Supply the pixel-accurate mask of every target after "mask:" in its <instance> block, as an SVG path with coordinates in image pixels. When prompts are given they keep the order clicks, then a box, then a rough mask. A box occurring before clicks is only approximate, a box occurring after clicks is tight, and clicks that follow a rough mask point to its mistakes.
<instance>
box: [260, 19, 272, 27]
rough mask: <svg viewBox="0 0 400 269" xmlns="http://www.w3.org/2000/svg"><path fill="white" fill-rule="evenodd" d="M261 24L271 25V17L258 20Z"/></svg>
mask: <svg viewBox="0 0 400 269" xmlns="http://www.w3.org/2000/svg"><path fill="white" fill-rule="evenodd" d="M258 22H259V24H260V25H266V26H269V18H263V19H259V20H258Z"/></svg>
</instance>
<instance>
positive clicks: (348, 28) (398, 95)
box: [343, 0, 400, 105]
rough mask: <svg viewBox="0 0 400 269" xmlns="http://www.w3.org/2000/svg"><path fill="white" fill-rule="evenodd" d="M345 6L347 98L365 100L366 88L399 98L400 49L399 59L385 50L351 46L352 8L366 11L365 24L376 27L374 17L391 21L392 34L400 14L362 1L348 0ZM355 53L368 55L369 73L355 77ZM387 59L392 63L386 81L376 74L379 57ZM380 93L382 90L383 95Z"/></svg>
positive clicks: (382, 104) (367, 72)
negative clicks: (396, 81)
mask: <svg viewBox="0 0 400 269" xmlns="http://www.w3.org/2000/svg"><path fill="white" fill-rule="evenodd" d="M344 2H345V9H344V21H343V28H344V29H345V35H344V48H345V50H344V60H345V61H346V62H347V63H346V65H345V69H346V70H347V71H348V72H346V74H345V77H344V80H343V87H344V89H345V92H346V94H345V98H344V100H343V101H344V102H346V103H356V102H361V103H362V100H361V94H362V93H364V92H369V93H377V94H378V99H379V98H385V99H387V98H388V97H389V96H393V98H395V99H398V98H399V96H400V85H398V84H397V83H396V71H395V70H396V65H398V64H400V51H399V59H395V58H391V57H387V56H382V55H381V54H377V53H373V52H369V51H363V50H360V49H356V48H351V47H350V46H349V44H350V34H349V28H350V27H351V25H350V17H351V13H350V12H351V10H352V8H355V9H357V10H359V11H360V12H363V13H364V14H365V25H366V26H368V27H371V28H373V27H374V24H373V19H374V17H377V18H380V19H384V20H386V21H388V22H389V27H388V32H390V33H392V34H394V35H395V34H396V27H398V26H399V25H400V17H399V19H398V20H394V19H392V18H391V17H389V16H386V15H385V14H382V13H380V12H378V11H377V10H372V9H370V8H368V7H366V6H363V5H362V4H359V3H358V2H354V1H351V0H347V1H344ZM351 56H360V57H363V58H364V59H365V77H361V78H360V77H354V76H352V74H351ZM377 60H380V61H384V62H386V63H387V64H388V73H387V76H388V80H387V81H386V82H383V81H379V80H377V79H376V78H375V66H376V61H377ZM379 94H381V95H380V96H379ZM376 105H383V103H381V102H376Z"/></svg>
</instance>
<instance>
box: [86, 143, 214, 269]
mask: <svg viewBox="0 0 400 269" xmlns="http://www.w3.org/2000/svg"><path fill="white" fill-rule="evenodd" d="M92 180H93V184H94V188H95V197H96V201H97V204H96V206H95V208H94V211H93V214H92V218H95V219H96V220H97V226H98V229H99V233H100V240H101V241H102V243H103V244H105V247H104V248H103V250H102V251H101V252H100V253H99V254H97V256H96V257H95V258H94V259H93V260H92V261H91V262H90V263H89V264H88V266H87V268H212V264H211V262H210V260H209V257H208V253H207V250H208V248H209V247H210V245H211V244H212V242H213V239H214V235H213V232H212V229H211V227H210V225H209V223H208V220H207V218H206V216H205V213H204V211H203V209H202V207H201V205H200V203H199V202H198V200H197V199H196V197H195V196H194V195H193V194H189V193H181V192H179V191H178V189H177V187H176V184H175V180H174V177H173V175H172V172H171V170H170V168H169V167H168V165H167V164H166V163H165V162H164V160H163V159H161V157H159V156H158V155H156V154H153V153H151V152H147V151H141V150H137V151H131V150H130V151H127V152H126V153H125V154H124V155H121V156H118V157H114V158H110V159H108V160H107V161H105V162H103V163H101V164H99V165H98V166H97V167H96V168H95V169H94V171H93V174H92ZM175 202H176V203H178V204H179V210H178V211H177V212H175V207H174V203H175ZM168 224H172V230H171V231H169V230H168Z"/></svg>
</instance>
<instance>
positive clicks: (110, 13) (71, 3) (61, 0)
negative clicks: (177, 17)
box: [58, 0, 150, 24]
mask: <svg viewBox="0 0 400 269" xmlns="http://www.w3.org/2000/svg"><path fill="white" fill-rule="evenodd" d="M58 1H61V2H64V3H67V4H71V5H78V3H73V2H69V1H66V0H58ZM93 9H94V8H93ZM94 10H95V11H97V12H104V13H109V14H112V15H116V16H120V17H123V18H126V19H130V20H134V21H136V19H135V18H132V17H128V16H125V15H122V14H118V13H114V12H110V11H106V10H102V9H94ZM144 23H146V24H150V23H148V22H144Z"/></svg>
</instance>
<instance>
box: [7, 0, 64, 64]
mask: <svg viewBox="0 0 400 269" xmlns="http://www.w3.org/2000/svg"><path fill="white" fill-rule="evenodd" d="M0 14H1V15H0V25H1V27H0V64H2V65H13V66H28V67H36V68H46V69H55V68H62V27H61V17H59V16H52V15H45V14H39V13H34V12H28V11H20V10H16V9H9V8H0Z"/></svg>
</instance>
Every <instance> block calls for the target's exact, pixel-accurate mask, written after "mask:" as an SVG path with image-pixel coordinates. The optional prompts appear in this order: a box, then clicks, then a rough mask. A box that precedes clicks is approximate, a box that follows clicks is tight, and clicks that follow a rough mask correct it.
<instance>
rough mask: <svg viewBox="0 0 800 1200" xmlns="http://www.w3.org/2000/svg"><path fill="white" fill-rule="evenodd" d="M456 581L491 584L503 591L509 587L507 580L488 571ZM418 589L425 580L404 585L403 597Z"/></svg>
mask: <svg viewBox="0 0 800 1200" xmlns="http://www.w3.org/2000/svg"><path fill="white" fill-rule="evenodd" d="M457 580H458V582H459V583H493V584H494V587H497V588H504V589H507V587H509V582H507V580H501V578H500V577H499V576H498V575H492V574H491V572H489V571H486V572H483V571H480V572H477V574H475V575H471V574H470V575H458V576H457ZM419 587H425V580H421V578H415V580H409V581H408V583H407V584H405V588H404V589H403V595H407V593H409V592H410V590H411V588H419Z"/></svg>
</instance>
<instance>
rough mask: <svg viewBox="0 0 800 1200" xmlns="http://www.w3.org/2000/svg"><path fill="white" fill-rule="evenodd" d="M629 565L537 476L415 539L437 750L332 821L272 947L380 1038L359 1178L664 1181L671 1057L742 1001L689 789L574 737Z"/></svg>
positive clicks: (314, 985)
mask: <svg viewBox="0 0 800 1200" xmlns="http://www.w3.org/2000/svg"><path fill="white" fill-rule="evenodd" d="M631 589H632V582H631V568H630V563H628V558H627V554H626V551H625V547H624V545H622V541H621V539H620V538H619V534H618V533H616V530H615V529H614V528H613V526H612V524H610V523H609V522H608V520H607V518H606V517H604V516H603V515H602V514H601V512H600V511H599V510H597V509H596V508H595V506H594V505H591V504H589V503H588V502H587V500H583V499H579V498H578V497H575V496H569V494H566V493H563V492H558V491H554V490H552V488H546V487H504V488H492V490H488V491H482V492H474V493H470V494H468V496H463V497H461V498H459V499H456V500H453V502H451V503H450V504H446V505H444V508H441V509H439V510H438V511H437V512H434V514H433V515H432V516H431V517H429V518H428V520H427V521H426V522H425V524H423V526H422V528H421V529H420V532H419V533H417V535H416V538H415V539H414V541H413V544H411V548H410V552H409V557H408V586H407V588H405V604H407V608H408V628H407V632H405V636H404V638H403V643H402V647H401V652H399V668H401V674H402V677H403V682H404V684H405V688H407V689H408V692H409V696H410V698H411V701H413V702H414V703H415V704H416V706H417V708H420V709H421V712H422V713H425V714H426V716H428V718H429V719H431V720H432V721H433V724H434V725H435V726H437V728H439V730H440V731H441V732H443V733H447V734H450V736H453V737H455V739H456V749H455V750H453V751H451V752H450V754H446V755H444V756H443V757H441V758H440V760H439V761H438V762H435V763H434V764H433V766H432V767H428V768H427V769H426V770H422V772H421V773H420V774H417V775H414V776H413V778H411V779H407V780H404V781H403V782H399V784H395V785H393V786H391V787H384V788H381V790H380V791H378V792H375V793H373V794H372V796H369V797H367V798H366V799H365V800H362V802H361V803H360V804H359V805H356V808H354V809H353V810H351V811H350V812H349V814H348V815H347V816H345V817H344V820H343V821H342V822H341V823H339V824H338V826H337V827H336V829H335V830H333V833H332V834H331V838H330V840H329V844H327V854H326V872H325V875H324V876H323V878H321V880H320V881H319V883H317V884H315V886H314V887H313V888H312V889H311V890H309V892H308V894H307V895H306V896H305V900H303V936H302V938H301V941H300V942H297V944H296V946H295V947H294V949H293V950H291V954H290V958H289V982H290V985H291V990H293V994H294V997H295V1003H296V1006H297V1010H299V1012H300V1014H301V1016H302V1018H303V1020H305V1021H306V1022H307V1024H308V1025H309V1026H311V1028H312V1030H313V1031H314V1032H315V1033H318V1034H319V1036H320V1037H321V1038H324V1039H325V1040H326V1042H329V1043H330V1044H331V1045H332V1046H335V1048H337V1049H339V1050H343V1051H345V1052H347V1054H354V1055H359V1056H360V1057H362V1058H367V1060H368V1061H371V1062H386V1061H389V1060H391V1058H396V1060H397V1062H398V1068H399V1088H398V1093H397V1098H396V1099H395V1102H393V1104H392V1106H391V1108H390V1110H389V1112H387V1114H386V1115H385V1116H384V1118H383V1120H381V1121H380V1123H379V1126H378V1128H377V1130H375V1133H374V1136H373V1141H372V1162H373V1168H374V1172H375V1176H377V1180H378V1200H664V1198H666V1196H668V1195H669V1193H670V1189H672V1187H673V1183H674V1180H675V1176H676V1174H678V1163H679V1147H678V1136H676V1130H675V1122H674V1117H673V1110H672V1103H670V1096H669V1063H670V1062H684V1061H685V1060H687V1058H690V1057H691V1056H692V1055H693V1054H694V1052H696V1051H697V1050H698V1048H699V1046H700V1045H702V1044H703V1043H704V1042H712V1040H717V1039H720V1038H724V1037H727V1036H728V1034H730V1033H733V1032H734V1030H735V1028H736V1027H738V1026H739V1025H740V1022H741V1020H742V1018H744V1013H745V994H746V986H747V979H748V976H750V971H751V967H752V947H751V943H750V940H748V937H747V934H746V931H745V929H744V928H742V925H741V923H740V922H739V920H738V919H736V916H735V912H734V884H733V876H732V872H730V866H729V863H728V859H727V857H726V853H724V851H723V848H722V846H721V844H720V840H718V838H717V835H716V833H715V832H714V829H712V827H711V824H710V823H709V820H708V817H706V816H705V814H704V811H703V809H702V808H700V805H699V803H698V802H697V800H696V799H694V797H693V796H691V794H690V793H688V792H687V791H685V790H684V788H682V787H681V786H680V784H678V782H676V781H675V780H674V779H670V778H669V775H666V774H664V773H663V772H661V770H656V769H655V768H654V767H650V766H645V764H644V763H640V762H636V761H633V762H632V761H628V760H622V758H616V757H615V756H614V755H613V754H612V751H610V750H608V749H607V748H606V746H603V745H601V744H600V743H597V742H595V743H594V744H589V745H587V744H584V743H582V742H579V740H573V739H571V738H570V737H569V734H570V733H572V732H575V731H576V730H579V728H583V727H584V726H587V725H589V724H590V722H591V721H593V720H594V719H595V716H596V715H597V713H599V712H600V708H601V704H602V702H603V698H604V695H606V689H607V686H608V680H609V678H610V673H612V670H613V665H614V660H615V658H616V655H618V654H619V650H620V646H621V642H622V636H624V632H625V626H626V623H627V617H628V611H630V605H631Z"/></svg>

--- --- ---

*TASK DESCRIPTION*:
Looking at the listing above, which lines hold "tight"? Copy every such line.

*RESPONSE AREA*:
Supply the pixel-accurate mask of every target after "mask:" in its <instance> block, as an SVG path with coordinates in image pixels. When prompts are given they keep the order clicks, then a box, then a rough mask. A box occurring before clicks is only approximate, a box occurring after clicks is tight, and clicks that follow a rough mask point to its mistakes.
Every <instance> block calls for the target's exact, pixel-accurate mask, written after "mask:" as an SVG path with image-pixel coordinates. The optional prompts appear in this order: a box, then clicks, then a rough mask. A box that precedes clicks is approximate, a box that follows clicks is tight, and clicks that follow a rough mask correct it.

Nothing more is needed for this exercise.